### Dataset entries
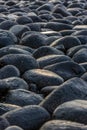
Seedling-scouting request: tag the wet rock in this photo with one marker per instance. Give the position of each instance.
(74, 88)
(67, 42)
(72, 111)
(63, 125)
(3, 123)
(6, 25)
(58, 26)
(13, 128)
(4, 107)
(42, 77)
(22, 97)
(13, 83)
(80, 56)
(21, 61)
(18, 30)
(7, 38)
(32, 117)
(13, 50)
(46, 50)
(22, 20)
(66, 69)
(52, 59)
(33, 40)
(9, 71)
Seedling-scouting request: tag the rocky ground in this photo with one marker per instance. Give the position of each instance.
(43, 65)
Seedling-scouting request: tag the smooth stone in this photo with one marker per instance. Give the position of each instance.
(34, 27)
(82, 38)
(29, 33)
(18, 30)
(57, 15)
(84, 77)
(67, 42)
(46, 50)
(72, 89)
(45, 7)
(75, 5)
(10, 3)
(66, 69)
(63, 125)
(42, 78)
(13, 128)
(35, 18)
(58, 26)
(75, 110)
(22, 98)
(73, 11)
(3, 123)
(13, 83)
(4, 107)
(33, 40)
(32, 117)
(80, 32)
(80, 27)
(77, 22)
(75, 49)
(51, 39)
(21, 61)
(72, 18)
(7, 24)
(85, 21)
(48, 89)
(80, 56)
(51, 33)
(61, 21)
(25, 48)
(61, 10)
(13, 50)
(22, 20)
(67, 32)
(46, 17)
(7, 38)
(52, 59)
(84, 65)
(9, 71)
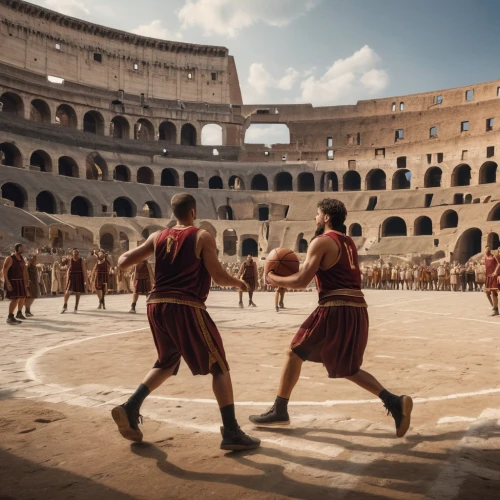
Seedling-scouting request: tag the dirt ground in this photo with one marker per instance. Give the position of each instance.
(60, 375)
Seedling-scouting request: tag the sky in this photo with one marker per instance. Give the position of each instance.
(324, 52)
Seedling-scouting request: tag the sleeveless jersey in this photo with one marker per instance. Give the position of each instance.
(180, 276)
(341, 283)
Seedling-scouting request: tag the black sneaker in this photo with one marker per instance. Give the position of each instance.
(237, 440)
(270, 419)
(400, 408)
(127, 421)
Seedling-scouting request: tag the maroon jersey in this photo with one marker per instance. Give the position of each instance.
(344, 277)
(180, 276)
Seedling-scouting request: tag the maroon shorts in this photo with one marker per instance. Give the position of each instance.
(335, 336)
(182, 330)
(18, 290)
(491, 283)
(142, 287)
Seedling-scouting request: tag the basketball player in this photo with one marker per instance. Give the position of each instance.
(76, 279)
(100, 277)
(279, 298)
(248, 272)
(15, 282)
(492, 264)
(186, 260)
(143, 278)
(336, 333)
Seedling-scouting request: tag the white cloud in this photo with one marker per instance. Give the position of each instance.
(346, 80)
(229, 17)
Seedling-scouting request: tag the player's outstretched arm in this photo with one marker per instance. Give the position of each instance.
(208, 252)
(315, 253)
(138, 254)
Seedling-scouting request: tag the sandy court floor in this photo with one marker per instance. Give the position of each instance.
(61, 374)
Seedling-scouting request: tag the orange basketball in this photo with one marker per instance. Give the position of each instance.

### Problem requirements
Leave the pictures out. Repeat every entry above exactly.

### Result of this task
Seedling-scouting request: tag the wet rock in this photo with one marker per instance. Give the position of each instance.
(74, 88)
(67, 42)
(72, 111)
(63, 125)
(3, 123)
(6, 25)
(58, 26)
(13, 128)
(4, 107)
(42, 77)
(22, 97)
(13, 83)
(80, 56)
(21, 61)
(18, 30)
(7, 38)
(32, 117)
(13, 50)
(46, 50)
(22, 20)
(66, 69)
(52, 59)
(33, 40)
(9, 71)
Seedling-scouting request: tag the rocky ground in this photo with one marker per instance. Give the position of each instance.
(43, 65)
Seedling-scouting request: tag the smooth stone in this photo with one marker per instance. Give the position of each instance.
(34, 27)
(82, 38)
(29, 33)
(18, 30)
(57, 15)
(84, 77)
(67, 42)
(46, 50)
(72, 89)
(45, 7)
(75, 5)
(10, 3)
(66, 69)
(63, 125)
(42, 78)
(13, 128)
(35, 18)
(58, 26)
(75, 110)
(22, 98)
(73, 11)
(3, 123)
(13, 83)
(4, 107)
(33, 40)
(32, 117)
(80, 32)
(80, 27)
(77, 22)
(75, 49)
(51, 39)
(21, 61)
(72, 18)
(7, 24)
(85, 21)
(48, 89)
(80, 56)
(51, 33)
(61, 21)
(25, 48)
(61, 10)
(13, 50)
(22, 20)
(67, 32)
(46, 17)
(7, 38)
(52, 59)
(84, 65)
(9, 71)
Seedling-scouting request: tag the dirt ground in this photo with one marker per instance. Give the position of each instance.
(60, 375)
Seedling-scouting request: tag the sky in this photo with one marker per instance. Give the position of each instance.
(324, 52)
Seedling-scouting request: tag the sleeveless jersey in this photo with one marker per instance. Give the position of each instance.
(180, 276)
(341, 283)
Seedling-scouting request: tag the black sneaker in this photo with one marker per instance. Give the position of each instance.
(237, 440)
(270, 419)
(400, 408)
(127, 421)
Seedling-scouting request: tag the maroon jersey in this photo with one marker per instance. Give the position of each instance.
(344, 277)
(180, 276)
Seedling-scouting request: tag the maroon shorts in this photo with one marker per instance. Give the position of each instance.
(335, 336)
(182, 330)
(18, 290)
(491, 283)
(142, 287)
Seedling-scouting request: tag the basketball player in this photo with one marker per instance. Give the position of each instance.
(76, 279)
(100, 277)
(279, 298)
(248, 272)
(15, 282)
(492, 264)
(186, 260)
(143, 278)
(336, 333)
Seedling-scouting request: tag the white cloud in this photo with one marker per instance. Give the position of each instance.
(346, 80)
(229, 17)
Seedling-scouting request: tag the player's outstretched arm in this photo with one marker per instance. Give the position of each instance.
(208, 252)
(315, 253)
(138, 254)
Seedling-scouting request: tag the sandy court floor in this photo with one marker per instance. Give the position of each instance.
(61, 374)
Seedling-scouting request: tag the orange basketball in this photo with one marker per instance. Give the position of each instance.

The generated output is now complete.